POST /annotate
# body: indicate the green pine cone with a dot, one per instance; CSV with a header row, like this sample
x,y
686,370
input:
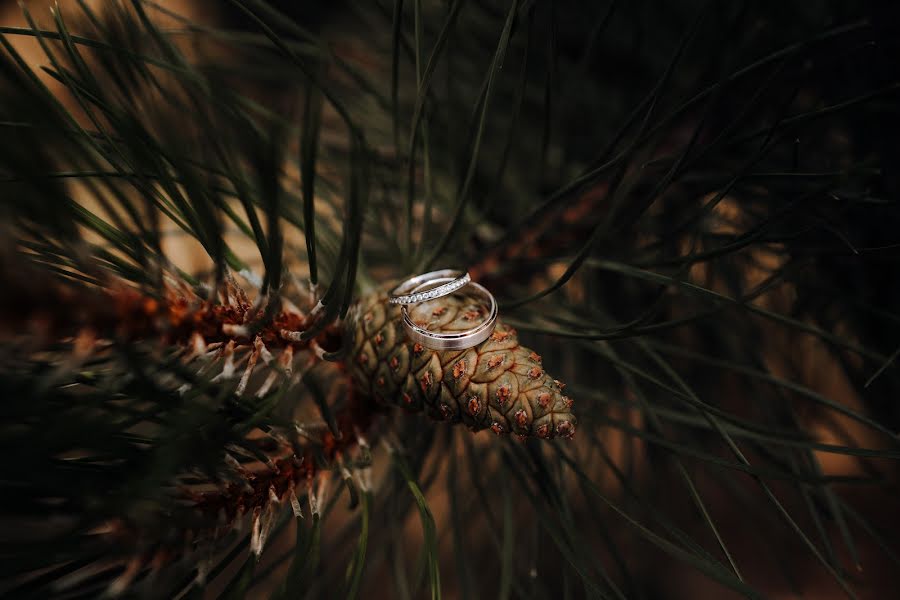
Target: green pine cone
x,y
498,384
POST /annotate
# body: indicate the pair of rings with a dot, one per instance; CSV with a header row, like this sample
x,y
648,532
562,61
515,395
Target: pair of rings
x,y
437,284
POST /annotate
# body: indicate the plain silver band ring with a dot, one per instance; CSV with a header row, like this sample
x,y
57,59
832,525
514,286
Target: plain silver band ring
x,y
407,292
458,340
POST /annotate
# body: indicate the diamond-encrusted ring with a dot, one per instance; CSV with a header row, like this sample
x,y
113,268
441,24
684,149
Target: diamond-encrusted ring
x,y
457,340
409,292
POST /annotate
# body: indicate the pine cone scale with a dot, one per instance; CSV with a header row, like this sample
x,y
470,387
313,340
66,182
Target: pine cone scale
x,y
498,385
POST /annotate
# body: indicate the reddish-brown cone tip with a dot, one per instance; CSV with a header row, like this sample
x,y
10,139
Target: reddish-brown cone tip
x,y
497,385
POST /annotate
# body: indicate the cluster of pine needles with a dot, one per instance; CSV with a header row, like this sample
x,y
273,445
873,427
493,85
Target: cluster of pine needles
x,y
688,209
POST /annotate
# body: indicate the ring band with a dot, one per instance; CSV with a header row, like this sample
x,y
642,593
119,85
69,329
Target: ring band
x,y
407,292
459,340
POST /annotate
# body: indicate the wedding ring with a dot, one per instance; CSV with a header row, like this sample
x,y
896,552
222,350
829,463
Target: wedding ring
x,y
408,291
457,340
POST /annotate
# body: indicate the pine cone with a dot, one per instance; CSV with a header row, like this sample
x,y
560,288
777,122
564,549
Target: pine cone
x,y
497,384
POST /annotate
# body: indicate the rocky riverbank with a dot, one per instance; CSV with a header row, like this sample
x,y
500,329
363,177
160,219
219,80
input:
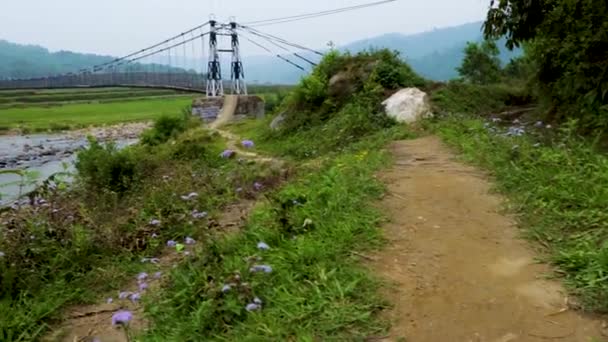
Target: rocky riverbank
x,y
25,151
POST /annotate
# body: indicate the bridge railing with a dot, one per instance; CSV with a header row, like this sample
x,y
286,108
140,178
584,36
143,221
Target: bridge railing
x,y
190,81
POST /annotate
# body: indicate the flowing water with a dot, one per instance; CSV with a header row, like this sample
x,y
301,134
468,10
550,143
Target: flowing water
x,y
40,156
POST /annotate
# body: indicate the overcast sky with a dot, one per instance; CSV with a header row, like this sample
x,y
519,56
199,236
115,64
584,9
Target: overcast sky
x,y
117,27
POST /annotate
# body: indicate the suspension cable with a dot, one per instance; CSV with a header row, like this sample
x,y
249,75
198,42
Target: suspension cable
x,y
315,14
276,55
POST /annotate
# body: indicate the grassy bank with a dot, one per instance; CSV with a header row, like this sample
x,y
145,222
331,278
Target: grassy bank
x,y
315,226
36,119
73,245
317,289
556,181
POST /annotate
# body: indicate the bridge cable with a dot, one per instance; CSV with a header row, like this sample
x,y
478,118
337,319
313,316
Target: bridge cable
x,y
273,42
149,48
279,39
277,55
282,20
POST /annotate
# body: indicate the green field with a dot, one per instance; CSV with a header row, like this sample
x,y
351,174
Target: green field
x,y
80,115
38,110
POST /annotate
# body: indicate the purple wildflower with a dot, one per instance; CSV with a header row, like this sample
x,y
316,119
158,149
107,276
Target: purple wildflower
x,y
199,214
150,260
263,246
253,307
227,154
190,196
122,317
247,144
261,268
135,297
516,131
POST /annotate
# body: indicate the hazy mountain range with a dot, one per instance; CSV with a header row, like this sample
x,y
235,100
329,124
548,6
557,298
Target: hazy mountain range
x,y
434,54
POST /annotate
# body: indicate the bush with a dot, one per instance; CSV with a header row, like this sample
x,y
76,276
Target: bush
x,y
105,167
165,128
461,97
341,80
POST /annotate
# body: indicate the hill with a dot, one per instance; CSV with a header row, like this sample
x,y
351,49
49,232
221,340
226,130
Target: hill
x,y
433,54
21,61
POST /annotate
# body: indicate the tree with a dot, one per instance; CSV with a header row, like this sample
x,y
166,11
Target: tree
x,y
481,64
569,46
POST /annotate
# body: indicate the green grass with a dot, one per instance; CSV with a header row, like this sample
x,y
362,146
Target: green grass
x,y
318,289
559,188
80,115
95,241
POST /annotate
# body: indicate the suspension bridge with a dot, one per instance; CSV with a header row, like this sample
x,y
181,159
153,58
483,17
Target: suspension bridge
x,y
191,60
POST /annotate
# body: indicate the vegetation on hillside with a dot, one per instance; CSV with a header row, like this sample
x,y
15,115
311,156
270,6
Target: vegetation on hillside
x,y
25,61
338,104
314,225
73,243
554,172
568,44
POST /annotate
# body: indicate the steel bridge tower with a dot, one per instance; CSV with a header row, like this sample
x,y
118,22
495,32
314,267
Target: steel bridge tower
x,y
237,73
215,85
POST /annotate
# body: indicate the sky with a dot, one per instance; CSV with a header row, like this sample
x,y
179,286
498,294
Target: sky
x,y
118,27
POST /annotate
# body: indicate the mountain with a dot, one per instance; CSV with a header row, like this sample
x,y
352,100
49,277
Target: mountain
x,y
22,61
434,54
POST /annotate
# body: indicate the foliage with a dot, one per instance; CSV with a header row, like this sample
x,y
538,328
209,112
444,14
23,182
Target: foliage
x,y
568,44
316,289
558,184
166,127
459,97
104,167
340,102
72,244
481,64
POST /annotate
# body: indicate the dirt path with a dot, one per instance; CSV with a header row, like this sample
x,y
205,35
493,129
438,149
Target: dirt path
x,y
459,269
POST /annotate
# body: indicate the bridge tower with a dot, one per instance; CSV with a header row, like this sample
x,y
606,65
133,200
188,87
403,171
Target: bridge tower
x,y
239,87
215,86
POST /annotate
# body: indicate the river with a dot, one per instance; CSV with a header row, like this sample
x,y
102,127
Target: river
x,y
46,154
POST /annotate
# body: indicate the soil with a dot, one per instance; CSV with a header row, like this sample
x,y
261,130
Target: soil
x,y
458,269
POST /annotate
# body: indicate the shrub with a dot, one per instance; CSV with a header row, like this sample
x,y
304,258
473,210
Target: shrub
x,y
105,167
165,128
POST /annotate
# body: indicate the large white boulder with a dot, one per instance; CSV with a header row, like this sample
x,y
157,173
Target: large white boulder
x,y
408,105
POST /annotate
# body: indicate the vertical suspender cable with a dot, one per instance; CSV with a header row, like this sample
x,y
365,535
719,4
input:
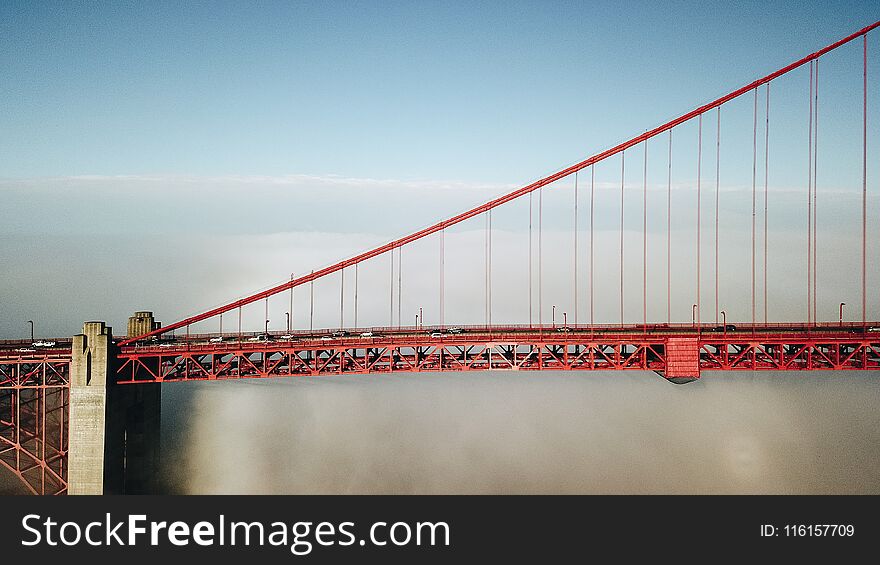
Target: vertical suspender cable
x,y
574,284
864,175
810,206
816,199
754,199
717,198
766,186
530,259
540,260
669,235
400,286
442,277
489,269
486,270
645,241
622,176
699,207
391,287
592,217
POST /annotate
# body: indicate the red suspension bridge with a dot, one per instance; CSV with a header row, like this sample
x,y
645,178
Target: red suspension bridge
x,y
37,383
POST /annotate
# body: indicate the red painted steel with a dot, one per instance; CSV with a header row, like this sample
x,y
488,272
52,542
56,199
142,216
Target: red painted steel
x,y
507,197
517,348
34,412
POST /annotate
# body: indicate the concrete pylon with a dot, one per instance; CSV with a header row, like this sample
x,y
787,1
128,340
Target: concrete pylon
x,y
114,429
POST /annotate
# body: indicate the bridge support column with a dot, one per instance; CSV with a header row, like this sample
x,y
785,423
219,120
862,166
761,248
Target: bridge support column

□ □ □ □ □

Although the records above include pictures, the copy must contain only their exact text.

## Response for this exercise
POST /annotate
# body: indicate the green pine cone with a dot, one per instance; CSV with a header row, like this sample
x,y
686,370
input:
Target: green pine cone
x,y
498,384
POST /annotate
# body: indicate the pair of rings with a dot, one per instance; CSV with a header row, like this sample
x,y
648,532
562,61
515,395
Target: pair of rings
x,y
437,284
POST /annotate
# body: indicate the plain silver band ring with a dot, one per instance; CSV with a header row, like this sample
x,y
57,59
832,525
514,286
Target: plain silver band ring
x,y
407,292
458,340
POST /annotate
# body: indicate the diamond-encrusted ring with a dot, one per instance; CSV with a header row, like this sample
x,y
113,268
441,24
684,149
Target: diamond-encrusted ring
x,y
457,340
409,292
POST /annotate
# body: indicate the pine cone scale with a dot, one per instance; CSV with a header row, like this sample
x,y
470,387
313,340
66,182
Target: pine cone scale
x,y
498,385
POST /annotate
# body: indicate the reddish-brown cone tip with a dot, one per instance; CSV with a header row, like this sample
x,y
10,139
Target: reddish-brown cone tip
x,y
497,385
POST /annotate
# body: indicate the cluster of pine needles with a dot, one per instance; CSV with a header row, like this sample
x,y
273,445
873,427
493,85
Target: cluster of pine needles
x,y
688,209
POST /annotate
# body: indicate the ring band with a dot, one per instance; CSV with a header row, like this sample
x,y
642,593
119,85
69,329
Target: ring band
x,y
407,292
459,340
POST /annotate
# body: indicate the wedding ring with a dot, one per instance; CSV with a header row, like this sample
x,y
896,552
222,350
829,463
Target: wedding ring
x,y
408,291
457,340
POST /annotate
# body: indicate the pine cone with a dot, one per instance; CSV with a header row, like this sample
x,y
560,288
777,122
564,549
Target: pine cone
x,y
497,384
POST /annotate
# body: indicate the rocky riverbank with a dot, one per instance; CSV with a header row, like this sample
x,y
500,329
363,177
160,219
219,80
input:
Target: rocky riverbank
x,y
25,151
POST /annotate
# body: indicate the bridge railing with a dot, one per instance; CSV with a header row, like this sample
x,y
286,108
140,178
584,36
143,221
Target: bridge railing
x,y
190,81
POST /annotate
# body: indicate the flowing water with a dot, one per instance; CSV with a header row, like this sample
x,y
301,134
468,10
550,143
Target: flowing water
x,y
40,156
POST /annotate
# body: indicate the overcast sky with a dot, one per instance; CSV with a header row, like this sample
x,y
519,56
199,236
115,64
584,9
Target: overcast sky
x,y
117,27
POST /annotate
# body: indicate the suspension cable with a dot, one per instance; CSV with a header row, like this sample
x,y
249,75
198,42
Target: suspension cable
x,y
315,14
276,55
POST /annotate
# body: indicate the grassy bank with a dot, one per instance; CSV with a header row, like this sample
x,y
145,222
331,278
Target: grassy bank
x,y
315,226
36,119
73,245
317,289
556,181
POST /annotate
# body: indicate the bridge cable with a dot, one per instance; CSV with a header row, like this sample
x,y
478,118
337,319
313,316
Target: bridge cable
x,y
273,42
149,48
279,39
277,55
282,20
POST /annotate
# body: indicate the green field with a dot, one per instance; CSV with a header row, like this sample
x,y
351,174
Target: green field
x,y
80,115
38,110
POST /annotate
# body: indicate the purple wildflower with a dot, one per instance; CSV with a header row, like this sample
x,y
316,119
158,149
107,276
Target: purple wildflower
x,y
199,214
150,260
263,246
253,307
227,154
190,196
122,317
247,144
261,268
135,297
516,131
POST /annotate
# body: indicate the hazy mountain range with a dot, one per instance; CSV with a header row, like this sample
x,y
235,100
329,124
548,6
557,298
Target: hazy mountain range
x,y
434,54
POST /annotate
# body: indicate the bush with a dot, one per instance; CSV with a header row, like this sample
x,y
76,276
Target: bush
x,y
105,167
165,128
461,97
341,80
POST /annotate
# body: indicate the hill with a dot, one per instance; CSV with a header row, like this sample
x,y
351,49
49,232
221,340
226,130
Target: hill
x,y
433,54
21,61
POST /annotate
# body: indicate the tree with a dot, one per instance; CSV with a header row, like this sample
x,y
166,11
Target: tree
x,y
481,64
569,46
POST /annotate
# body: indicate the green grass with a dot, one per instance; CSV with a header row, like this sample
x,y
362,146
Target: green grass
x,y
318,289
559,188
80,115
95,241
POST /annotate
# body: indicate the suspension bridge with a dot, one per instance; CSV with a header row, like this sample
x,y
181,159
153,58
483,17
Target: suspension bridge
x,y
191,60
POST /annotate
# body: indicate the vegetation on hillside with a dot, one per instance; CSV with a header row, like this sample
x,y
15,115
311,156
270,6
Target: vegetation on hillside
x,y
25,61
338,104
314,225
73,243
554,172
568,44
POST /annotate
# body: indicate the steel bridge tower with a dot, one per instance; CSV with a header row, like this sample
x,y
118,22
495,32
314,267
Target: steel bridge tower
x,y
237,73
215,85
POST /annotate
# body: indicate the sky with a dot, one per instance; CSV with a header row, like this sample
x,y
179,286
498,294
Target: sky
x,y
118,27
POST /annotate
# body: indicate the mountain with a dot, one per instance; CSV with a header row, like this sample
x,y
352,100
49,277
Target: mountain
x,y
22,61
434,54
POST /annotate
# body: indicate the foliage with a dot, one per instance; CSV with a header row, like this sample
x,y
538,328
209,112
444,14
23,182
Target: foliage
x,y
568,44
316,289
558,184
166,127
459,97
104,167
340,102
72,244
481,64
POST /annotate
# body: indicate the dirt path with a dot, one per instance; CSV with a header row, like this sample
x,y
205,35
493,129
438,149
Target: dirt path
x,y
459,269
POST /annotate
# body: indicate the bridge tower with a dot, one per instance; CSV with a header row, like this sample
x,y
606,65
133,200
188,87
403,171
Target: bridge tower
x,y
239,87
215,86
POST /annotate
# body: indicate the river with a dot, one per instance; CSV with a header row, like this sample
x,y
102,127
Target: river
x,y
46,154
POST /annotate
# body: indicate the soil with a dot, one per instance; CSV with a header row, like this sample
x,y
261,130
Target: soil
x,y
458,269
POST /annotate
# body: indicate the shrub with a dot, one per instance; CSV with a header row, like this sample
x,y
304,258
473,210
Target: shrub
x,y
105,167
165,128
POST /annotate
# body: indicate the large white boulder with a dot, one per instance; CSV with a header row, like this sample
x,y
157,173
Target: large white boulder
x,y
408,105
POST /annotate
# body: indicate the vertical suspender cable with a dot, one per instance; CSV with a header row, like this sample
x,y
365,535
719,4
input:
Target: vertical suspender cable
x,y
574,284
864,175
810,206
816,199
754,199
717,198
766,186
530,259
540,260
669,235
400,286
442,277
489,269
486,270
645,241
622,176
699,207
391,287
592,217
POST /annotate
# body: indicate the red suspension bridge with a dot, one per instance; CSV with a header row, like this sample
x,y
645,178
Target: red suspension bridge
x,y
37,383
POST /annotate
# body: indicate the red painted steel with a dot, one per instance; CSV with a header row, like this sample
x,y
488,272
52,542
56,199
142,216
Target: red painted steel
x,y
507,197
517,348
34,412
POST /annotate
# body: indicate the concrete pylon with a dot, one per instance; CSV with a header row, like this sample
x,y
787,1
128,340
Target: concrete pylon
x,y
114,429
POST /annotate
# body: indicate the bridge support column with a dot, one per instance; CSV with a header row, like this sample
x,y
785,423
219,120
862,166
761,248
Target: bridge support column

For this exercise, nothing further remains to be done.